**Provided entries**
-*-*-
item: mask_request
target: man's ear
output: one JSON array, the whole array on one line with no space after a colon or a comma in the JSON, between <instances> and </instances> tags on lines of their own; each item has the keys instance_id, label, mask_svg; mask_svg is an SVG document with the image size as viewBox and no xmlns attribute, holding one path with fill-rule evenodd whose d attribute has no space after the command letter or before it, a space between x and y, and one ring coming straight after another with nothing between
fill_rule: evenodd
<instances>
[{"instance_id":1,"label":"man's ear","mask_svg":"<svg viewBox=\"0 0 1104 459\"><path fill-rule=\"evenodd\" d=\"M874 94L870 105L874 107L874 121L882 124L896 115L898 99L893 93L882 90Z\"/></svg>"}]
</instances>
-*-*-
Reproduce each entry above verbatim, line by line.

**Answer to this exercise**
item: mask_request
target: man's ear
output: one JSON array, the whole array on one line with no space after a colon or a comma in the JSON, between <instances> and </instances> tags on lines of their own; each item has the keys instance_id, label, mask_svg; mask_svg is an SVG document with the image size as viewBox and no xmlns attribute, holding one path with fill-rule evenodd whose d attribute has no space after the command letter or before it, a space between x and y, and one ring coming straight after another with nothing between
fill_rule: evenodd
<instances>
[{"instance_id":1,"label":"man's ear","mask_svg":"<svg viewBox=\"0 0 1104 459\"><path fill-rule=\"evenodd\" d=\"M874 94L870 105L874 107L874 121L882 124L896 115L898 99L893 93L882 90Z\"/></svg>"}]
</instances>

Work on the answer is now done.